__Exercise set__.
1) In the passage on The Mercy Now, how much prize money came with the band's win of the Y108 Rock and Roll Challenge?
2) Return the portion of the passage on The Mercy Now from "In early 2011, the" up to and including "Festival of Friends.", copied word for word.

__Extract provided__.
________________

The Mercy Now is a Canadian rock band from Toronto. The group's members include X-Shikasta frontman Russell Fernandes (vocals, bass and guitar), Adam Burnett (vocals, guitar and bass), David Viva (guitar, keyboards and vocals), and Lee Rogers (drums and vocals). They formed in 2006 and have released several independent recordings including 2010's Ian Blurton-produced Self Control, which included the song "Hard Times", nominated as a finalist and receiving an honorable mention in the rock category in the International Songwriting Competition whose judges included Peter Gabriel and Tom Waits. Benjamin Bowles of Toronto's Now Magazine gave the record a four out of five star rating stating, "When you find yourself involuntarily banging your head 10 seconds into an album and the hard-rock fever doesn't break until the end, that's a very good sign." Johnson Cummins of the Montreal Mirror stated, "If there is a better current rock band in Canada, I've yet to hear them."

In early 2011, the band won the City of Hamilton, Ontario's Y108 Rock and Roll Challenge including a $30,000 prize and is scheduled to record a new EP with Ian Blurton in August. The band is sharing bills this summer with Helix, Hawksley Workman and Dan Hill and America, Jon Anderson of Yes, Helix and The Tea Party at the Festival of Friends.

________________

__Record extracts__.
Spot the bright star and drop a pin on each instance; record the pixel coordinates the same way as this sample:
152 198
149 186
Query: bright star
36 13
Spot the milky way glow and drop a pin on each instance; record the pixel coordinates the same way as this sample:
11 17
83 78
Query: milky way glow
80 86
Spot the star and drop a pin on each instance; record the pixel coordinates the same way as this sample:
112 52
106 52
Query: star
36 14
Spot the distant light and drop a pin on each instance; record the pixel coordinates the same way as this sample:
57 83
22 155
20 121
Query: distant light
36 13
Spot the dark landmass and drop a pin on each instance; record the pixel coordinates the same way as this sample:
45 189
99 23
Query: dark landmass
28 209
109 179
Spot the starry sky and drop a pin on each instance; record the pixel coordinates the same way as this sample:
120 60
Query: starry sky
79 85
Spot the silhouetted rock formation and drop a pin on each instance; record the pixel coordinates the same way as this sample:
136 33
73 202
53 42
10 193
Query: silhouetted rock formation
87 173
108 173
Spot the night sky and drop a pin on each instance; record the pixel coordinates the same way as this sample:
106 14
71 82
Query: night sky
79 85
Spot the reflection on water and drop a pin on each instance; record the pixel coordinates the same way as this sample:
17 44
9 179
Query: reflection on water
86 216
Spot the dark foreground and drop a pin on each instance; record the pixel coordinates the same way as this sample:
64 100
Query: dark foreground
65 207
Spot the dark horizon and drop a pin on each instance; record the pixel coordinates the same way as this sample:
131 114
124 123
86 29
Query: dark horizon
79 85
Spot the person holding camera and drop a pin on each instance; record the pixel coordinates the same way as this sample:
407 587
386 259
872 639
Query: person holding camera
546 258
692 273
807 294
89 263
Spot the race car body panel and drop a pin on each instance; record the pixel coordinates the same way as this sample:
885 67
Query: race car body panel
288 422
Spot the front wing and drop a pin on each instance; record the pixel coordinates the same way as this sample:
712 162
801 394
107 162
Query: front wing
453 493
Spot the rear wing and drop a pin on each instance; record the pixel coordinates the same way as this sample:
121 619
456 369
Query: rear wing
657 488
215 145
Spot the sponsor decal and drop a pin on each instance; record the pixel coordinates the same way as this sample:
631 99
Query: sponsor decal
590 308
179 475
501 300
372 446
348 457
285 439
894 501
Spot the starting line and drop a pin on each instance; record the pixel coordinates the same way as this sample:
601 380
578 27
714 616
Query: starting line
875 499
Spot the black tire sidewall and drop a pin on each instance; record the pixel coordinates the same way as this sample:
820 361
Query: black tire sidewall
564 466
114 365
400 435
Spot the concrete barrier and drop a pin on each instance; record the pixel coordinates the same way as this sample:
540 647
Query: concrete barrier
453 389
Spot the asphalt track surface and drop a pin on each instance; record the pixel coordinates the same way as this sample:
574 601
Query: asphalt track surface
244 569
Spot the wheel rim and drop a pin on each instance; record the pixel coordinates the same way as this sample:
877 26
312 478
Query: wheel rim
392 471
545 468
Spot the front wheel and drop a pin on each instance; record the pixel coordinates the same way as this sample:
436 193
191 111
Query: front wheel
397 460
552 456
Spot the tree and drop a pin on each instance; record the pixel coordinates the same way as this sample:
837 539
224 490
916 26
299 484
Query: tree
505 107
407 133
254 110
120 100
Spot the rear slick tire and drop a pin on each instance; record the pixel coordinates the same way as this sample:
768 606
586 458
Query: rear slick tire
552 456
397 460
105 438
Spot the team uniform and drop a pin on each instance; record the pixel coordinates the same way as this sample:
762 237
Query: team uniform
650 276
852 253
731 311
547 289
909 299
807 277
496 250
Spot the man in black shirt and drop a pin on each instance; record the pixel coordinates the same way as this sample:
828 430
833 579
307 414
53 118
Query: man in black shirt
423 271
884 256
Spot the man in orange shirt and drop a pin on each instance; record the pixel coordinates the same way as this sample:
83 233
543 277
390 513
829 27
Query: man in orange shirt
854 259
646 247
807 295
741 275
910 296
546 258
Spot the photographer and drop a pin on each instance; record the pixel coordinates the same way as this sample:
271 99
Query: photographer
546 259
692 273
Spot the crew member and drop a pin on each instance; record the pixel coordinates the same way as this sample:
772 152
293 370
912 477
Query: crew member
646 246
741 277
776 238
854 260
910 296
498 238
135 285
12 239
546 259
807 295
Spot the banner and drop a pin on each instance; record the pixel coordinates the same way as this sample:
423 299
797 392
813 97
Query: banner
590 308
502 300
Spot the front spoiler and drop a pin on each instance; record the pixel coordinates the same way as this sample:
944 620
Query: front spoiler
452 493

________________

__Solutions to the problems__.
1) $30,000

2)
In early 2011, the band won the City of Hamilton, Ontario's Y108 Rock and Roll Challenge including a $30,000 prize and is scheduled to record a new EP with Ian Blurton in August. The band is sharing bills this summer with Helix, Hawksley Workman and Dan Hill and America, Jon Anderson of Yes, Helix and The Tea Party at the Festival of Friends.